STATED GOAL
Report how many lines in the rows below contain the string "horizon", matching case exactly. Give only the number.

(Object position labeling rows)
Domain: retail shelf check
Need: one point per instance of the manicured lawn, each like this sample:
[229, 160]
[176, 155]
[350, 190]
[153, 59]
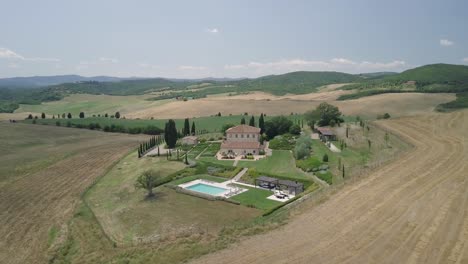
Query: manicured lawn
[281, 163]
[201, 176]
[126, 215]
[256, 198]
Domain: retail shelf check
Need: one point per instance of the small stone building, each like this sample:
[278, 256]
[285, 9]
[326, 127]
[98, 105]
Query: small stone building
[326, 134]
[242, 140]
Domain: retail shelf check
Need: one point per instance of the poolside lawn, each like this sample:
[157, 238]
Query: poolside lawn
[281, 163]
[201, 176]
[256, 198]
[127, 216]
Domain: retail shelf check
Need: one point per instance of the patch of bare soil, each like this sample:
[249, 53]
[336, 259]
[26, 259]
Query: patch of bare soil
[414, 210]
[31, 205]
[395, 104]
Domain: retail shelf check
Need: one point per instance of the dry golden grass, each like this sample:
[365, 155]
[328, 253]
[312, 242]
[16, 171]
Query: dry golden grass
[43, 196]
[412, 210]
[395, 104]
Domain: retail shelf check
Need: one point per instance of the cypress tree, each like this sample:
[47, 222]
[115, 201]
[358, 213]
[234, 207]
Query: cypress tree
[193, 128]
[186, 130]
[261, 124]
[252, 121]
[170, 133]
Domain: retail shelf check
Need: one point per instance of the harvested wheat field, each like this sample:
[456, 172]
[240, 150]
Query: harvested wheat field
[414, 210]
[395, 104]
[44, 172]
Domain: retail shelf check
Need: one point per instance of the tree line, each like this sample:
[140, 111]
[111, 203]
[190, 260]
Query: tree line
[148, 145]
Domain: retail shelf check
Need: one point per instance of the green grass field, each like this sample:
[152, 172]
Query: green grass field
[256, 198]
[281, 163]
[208, 124]
[128, 217]
[92, 104]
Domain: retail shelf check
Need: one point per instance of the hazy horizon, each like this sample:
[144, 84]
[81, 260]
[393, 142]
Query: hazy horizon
[221, 39]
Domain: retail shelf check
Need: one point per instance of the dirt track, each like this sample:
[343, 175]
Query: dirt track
[414, 210]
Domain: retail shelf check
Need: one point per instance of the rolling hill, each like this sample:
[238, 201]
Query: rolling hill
[433, 78]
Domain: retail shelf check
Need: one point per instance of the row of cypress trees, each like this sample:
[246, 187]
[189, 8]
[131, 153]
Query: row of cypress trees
[146, 146]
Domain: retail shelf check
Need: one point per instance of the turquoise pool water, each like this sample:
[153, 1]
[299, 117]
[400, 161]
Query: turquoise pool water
[205, 188]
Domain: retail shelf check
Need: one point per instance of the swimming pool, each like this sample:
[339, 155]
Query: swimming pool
[205, 188]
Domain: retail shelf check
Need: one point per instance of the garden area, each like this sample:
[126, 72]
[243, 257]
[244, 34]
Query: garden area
[128, 217]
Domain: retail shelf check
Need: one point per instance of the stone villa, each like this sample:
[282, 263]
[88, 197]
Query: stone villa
[242, 140]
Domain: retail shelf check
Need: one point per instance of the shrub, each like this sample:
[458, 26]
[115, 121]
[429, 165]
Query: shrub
[295, 129]
[282, 142]
[325, 158]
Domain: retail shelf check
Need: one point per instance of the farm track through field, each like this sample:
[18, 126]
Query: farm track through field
[31, 205]
[414, 210]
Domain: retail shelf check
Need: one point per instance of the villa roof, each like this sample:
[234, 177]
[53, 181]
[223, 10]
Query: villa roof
[190, 137]
[325, 131]
[240, 145]
[267, 179]
[243, 129]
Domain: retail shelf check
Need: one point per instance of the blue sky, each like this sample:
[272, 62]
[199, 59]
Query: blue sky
[191, 39]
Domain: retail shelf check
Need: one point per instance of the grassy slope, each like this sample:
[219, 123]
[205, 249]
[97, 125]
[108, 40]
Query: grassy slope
[209, 123]
[281, 163]
[91, 104]
[120, 208]
[434, 78]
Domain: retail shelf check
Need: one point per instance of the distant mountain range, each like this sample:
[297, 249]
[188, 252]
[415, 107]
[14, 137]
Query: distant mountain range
[42, 81]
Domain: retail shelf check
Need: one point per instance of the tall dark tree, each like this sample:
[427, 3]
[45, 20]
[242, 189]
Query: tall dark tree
[261, 124]
[193, 128]
[252, 121]
[148, 180]
[170, 133]
[186, 130]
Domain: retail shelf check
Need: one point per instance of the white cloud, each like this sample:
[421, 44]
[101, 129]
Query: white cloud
[192, 68]
[446, 42]
[108, 60]
[342, 61]
[212, 30]
[9, 54]
[336, 64]
[14, 65]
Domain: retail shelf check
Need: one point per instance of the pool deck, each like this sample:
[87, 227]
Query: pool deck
[230, 190]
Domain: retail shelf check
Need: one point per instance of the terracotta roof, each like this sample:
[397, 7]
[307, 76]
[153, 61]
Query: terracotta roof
[325, 131]
[191, 137]
[243, 129]
[240, 145]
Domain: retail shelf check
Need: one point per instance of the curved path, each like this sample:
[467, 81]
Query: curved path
[414, 210]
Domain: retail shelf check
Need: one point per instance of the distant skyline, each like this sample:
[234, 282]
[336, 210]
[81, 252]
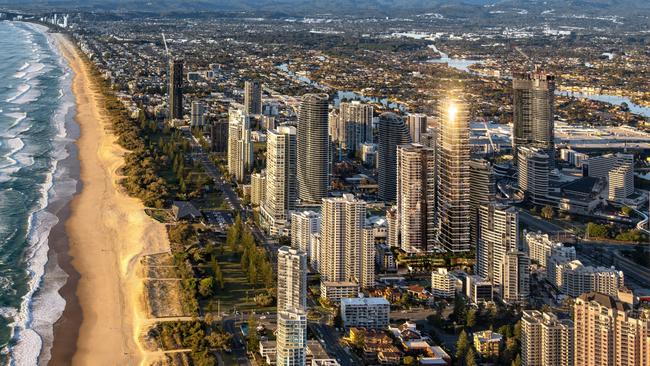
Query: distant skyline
[452, 8]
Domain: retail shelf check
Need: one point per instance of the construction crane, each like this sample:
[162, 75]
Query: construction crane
[165, 43]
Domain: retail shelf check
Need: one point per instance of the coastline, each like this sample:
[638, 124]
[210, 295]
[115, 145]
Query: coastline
[108, 232]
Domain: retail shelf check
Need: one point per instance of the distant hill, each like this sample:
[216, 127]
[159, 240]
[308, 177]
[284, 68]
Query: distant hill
[354, 7]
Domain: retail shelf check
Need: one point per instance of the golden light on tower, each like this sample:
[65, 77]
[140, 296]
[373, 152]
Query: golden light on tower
[452, 110]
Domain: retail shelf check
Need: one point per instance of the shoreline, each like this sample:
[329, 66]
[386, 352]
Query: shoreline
[107, 234]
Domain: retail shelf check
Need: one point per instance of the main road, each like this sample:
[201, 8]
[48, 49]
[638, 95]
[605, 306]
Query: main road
[232, 197]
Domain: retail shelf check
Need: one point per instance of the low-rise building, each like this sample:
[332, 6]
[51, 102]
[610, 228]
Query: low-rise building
[488, 343]
[572, 278]
[335, 291]
[365, 312]
[478, 289]
[443, 284]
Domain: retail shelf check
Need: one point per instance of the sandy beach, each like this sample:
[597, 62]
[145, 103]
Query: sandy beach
[108, 233]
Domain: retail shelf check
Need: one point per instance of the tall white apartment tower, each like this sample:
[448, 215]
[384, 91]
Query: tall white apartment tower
[342, 239]
[417, 124]
[312, 142]
[515, 287]
[546, 340]
[292, 307]
[280, 196]
[253, 97]
[608, 332]
[453, 176]
[355, 121]
[197, 115]
[621, 180]
[292, 279]
[498, 234]
[240, 148]
[292, 338]
[303, 225]
[416, 197]
[533, 168]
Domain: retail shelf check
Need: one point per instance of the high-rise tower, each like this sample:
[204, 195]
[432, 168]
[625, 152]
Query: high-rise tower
[292, 307]
[344, 249]
[313, 149]
[498, 235]
[452, 164]
[253, 97]
[292, 279]
[533, 169]
[482, 188]
[416, 193]
[280, 196]
[355, 119]
[392, 132]
[417, 124]
[533, 112]
[176, 89]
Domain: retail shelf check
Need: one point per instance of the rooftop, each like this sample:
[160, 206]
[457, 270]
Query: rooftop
[364, 301]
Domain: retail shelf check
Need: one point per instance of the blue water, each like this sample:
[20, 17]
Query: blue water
[35, 103]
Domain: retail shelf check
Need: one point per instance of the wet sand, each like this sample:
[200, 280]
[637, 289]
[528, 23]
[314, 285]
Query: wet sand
[108, 233]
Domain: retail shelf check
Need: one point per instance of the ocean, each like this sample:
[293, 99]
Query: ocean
[37, 134]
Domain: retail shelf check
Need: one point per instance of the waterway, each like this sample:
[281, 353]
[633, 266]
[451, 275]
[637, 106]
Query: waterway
[462, 65]
[341, 95]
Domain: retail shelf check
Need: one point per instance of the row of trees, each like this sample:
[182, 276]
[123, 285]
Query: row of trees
[602, 231]
[200, 337]
[253, 259]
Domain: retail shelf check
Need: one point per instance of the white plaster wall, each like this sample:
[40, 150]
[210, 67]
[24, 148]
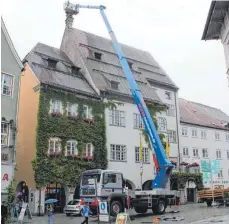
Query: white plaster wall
[211, 144]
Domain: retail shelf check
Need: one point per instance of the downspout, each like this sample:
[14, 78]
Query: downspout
[178, 127]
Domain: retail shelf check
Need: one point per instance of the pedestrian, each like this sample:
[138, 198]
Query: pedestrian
[4, 212]
[86, 212]
[50, 211]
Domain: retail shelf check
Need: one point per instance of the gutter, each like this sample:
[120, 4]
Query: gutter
[208, 20]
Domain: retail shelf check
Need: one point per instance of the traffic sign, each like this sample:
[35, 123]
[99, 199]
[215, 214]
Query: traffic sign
[103, 207]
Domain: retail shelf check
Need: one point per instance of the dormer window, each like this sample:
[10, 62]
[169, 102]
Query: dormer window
[98, 55]
[75, 70]
[52, 63]
[114, 85]
[130, 64]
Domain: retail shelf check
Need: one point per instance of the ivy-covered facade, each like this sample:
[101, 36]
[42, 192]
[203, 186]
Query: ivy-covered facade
[65, 162]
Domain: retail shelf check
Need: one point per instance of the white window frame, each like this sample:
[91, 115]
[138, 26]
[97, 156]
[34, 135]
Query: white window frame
[162, 122]
[203, 134]
[167, 93]
[145, 155]
[204, 152]
[57, 146]
[117, 118]
[195, 152]
[172, 136]
[220, 174]
[137, 121]
[171, 111]
[72, 109]
[218, 154]
[5, 135]
[217, 136]
[73, 148]
[86, 153]
[11, 86]
[184, 131]
[87, 112]
[185, 151]
[115, 149]
[56, 106]
[194, 131]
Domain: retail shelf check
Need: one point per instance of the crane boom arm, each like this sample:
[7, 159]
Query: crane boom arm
[164, 164]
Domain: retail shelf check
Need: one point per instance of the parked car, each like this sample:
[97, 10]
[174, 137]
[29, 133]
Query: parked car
[73, 207]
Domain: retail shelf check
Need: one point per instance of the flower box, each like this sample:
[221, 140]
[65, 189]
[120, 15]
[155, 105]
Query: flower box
[56, 114]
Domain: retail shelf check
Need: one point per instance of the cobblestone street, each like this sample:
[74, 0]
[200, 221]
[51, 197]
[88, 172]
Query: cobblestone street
[192, 213]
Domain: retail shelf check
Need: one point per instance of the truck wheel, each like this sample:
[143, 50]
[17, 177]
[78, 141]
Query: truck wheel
[160, 207]
[141, 210]
[116, 207]
[209, 203]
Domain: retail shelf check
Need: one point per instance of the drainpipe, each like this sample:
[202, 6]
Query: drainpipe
[178, 126]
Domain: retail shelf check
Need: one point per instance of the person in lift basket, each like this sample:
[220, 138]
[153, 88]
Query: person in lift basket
[86, 212]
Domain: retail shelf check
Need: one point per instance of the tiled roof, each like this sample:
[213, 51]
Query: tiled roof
[80, 46]
[60, 76]
[199, 114]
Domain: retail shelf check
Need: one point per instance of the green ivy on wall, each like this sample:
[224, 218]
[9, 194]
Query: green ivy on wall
[154, 109]
[62, 169]
[178, 180]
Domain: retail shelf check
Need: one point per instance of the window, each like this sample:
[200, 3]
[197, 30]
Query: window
[185, 151]
[7, 84]
[205, 153]
[162, 124]
[117, 117]
[75, 70]
[130, 64]
[138, 122]
[54, 146]
[55, 106]
[87, 112]
[114, 85]
[218, 154]
[172, 138]
[52, 63]
[168, 95]
[118, 152]
[217, 136]
[227, 137]
[195, 152]
[88, 150]
[203, 134]
[145, 155]
[98, 55]
[72, 109]
[109, 178]
[184, 131]
[71, 148]
[171, 110]
[194, 133]
[4, 134]
[220, 174]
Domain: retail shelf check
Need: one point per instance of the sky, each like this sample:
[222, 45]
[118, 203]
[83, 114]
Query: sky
[170, 30]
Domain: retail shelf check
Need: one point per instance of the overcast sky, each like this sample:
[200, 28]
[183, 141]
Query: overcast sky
[170, 30]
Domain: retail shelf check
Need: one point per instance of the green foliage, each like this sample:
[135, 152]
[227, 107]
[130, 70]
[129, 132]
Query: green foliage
[10, 198]
[154, 109]
[178, 180]
[61, 169]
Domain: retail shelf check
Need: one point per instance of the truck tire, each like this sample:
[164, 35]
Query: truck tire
[160, 207]
[116, 207]
[141, 210]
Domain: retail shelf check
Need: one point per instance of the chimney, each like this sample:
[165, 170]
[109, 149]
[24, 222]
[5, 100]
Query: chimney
[69, 20]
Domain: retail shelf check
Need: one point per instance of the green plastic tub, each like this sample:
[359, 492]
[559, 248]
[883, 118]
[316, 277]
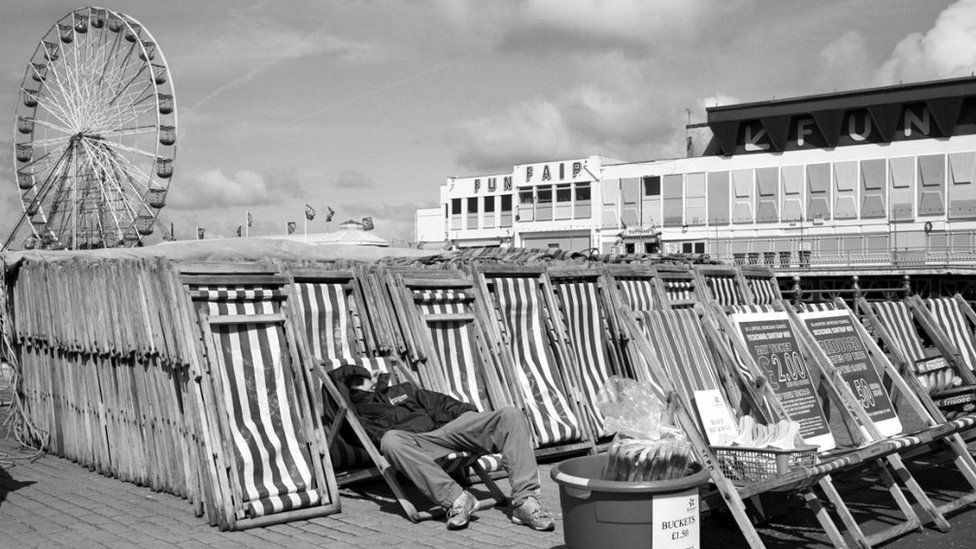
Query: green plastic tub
[598, 514]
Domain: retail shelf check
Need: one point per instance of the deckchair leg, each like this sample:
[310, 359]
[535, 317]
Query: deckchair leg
[853, 528]
[823, 517]
[906, 478]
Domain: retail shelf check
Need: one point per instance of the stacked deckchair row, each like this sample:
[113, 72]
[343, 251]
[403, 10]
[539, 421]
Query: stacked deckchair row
[179, 377]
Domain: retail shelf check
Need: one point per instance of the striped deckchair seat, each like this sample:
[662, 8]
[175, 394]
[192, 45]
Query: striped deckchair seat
[546, 400]
[454, 342]
[323, 309]
[679, 290]
[679, 341]
[725, 290]
[953, 322]
[581, 309]
[273, 465]
[762, 290]
[814, 307]
[639, 293]
[897, 320]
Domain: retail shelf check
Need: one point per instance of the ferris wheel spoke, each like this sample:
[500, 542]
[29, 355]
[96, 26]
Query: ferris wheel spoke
[127, 148]
[53, 126]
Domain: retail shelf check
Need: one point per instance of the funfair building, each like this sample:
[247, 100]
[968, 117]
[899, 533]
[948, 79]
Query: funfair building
[878, 176]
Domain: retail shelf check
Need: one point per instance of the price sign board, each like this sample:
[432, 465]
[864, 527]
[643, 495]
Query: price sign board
[835, 333]
[772, 344]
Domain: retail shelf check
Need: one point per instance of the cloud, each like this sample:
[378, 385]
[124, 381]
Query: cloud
[845, 63]
[948, 49]
[211, 188]
[351, 179]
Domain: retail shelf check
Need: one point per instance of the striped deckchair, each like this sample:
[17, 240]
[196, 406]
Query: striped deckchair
[330, 307]
[722, 284]
[580, 294]
[867, 447]
[528, 325]
[949, 314]
[761, 283]
[878, 366]
[658, 348]
[277, 468]
[635, 284]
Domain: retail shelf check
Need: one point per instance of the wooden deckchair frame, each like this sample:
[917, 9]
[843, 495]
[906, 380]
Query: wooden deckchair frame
[344, 415]
[556, 352]
[801, 480]
[222, 479]
[917, 399]
[718, 327]
[608, 322]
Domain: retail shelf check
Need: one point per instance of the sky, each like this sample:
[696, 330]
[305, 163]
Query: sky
[367, 106]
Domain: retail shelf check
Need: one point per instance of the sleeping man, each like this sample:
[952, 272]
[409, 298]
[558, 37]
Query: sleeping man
[414, 427]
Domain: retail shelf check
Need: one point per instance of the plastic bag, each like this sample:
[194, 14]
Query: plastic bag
[647, 446]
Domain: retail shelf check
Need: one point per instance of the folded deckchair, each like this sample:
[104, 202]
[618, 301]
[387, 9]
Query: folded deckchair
[761, 285]
[265, 439]
[337, 333]
[658, 347]
[900, 325]
[591, 327]
[774, 350]
[843, 336]
[722, 284]
[526, 321]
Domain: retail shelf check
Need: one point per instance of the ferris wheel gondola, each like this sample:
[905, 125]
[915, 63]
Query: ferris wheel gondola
[95, 133]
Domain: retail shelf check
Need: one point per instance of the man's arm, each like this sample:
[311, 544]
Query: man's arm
[439, 404]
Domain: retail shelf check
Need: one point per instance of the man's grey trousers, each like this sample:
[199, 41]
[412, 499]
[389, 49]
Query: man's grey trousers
[502, 431]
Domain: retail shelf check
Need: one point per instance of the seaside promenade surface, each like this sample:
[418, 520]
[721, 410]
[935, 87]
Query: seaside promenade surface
[53, 502]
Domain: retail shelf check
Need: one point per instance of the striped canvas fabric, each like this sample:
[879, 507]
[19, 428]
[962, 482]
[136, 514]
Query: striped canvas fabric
[579, 302]
[324, 311]
[897, 320]
[762, 290]
[453, 342]
[950, 318]
[680, 344]
[679, 290]
[272, 462]
[639, 293]
[725, 290]
[545, 397]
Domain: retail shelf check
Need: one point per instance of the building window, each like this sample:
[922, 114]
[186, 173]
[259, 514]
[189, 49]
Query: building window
[582, 192]
[652, 185]
[545, 195]
[564, 193]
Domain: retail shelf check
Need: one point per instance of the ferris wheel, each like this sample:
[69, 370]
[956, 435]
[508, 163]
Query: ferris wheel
[95, 133]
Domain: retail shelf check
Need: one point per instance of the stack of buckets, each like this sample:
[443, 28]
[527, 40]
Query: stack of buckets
[600, 513]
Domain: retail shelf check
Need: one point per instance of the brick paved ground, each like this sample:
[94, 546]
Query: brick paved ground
[53, 502]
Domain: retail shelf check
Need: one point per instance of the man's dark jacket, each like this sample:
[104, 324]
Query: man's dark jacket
[403, 407]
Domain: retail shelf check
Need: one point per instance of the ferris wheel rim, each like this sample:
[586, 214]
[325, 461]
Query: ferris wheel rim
[153, 69]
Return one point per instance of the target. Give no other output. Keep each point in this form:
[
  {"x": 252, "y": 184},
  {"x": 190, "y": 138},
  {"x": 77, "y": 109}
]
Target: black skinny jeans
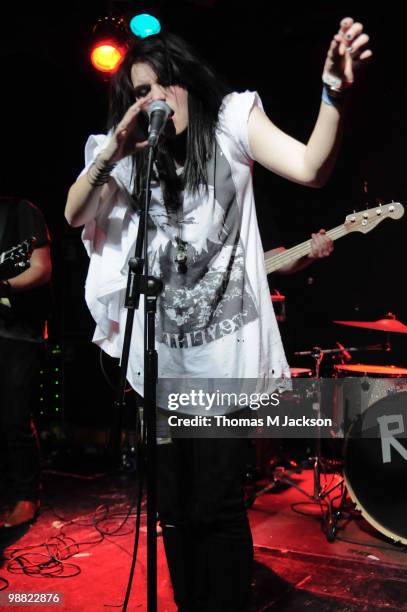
[
  {"x": 19, "y": 368},
  {"x": 206, "y": 532}
]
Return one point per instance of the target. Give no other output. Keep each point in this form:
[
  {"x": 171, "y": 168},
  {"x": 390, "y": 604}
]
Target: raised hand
[
  {"x": 125, "y": 140},
  {"x": 347, "y": 53}
]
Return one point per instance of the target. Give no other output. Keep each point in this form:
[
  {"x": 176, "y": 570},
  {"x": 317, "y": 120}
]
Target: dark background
[{"x": 52, "y": 99}]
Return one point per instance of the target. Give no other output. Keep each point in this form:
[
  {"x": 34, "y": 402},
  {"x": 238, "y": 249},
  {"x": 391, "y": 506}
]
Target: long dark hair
[{"x": 175, "y": 63}]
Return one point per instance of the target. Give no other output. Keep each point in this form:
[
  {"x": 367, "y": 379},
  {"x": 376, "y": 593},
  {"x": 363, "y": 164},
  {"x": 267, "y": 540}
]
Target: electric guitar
[
  {"x": 363, "y": 221},
  {"x": 17, "y": 257}
]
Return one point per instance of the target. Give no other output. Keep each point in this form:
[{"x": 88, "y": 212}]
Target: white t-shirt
[{"x": 215, "y": 319}]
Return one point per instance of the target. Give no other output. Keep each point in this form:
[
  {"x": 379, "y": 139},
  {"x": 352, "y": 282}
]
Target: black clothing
[
  {"x": 22, "y": 319},
  {"x": 206, "y": 533},
  {"x": 29, "y": 309}
]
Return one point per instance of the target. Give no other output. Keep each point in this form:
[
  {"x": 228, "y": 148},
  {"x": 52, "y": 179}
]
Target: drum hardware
[
  {"x": 321, "y": 495},
  {"x": 389, "y": 324}
]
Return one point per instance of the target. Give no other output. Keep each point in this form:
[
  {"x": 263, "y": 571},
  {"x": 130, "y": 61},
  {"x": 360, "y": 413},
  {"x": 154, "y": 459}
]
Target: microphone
[{"x": 158, "y": 113}]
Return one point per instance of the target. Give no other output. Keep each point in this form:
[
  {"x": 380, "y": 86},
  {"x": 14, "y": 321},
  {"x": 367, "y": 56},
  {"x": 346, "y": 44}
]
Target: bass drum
[
  {"x": 357, "y": 386},
  {"x": 375, "y": 467}
]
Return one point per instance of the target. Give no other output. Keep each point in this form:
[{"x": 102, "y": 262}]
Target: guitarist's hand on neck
[{"x": 321, "y": 246}]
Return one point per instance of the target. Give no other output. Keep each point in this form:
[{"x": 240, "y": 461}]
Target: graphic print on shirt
[{"x": 212, "y": 297}]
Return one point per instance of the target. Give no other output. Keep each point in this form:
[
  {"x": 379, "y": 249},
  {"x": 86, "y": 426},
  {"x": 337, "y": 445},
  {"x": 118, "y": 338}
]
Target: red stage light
[
  {"x": 106, "y": 56},
  {"x": 108, "y": 47}
]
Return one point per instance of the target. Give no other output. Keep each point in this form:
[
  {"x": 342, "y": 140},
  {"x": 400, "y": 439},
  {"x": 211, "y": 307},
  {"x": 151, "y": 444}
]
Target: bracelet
[
  {"x": 7, "y": 285},
  {"x": 334, "y": 88},
  {"x": 99, "y": 172}
]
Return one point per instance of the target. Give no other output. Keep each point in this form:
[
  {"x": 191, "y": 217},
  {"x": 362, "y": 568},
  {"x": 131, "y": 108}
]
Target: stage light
[
  {"x": 144, "y": 25},
  {"x": 109, "y": 41}
]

WRITTEN SOLUTION
2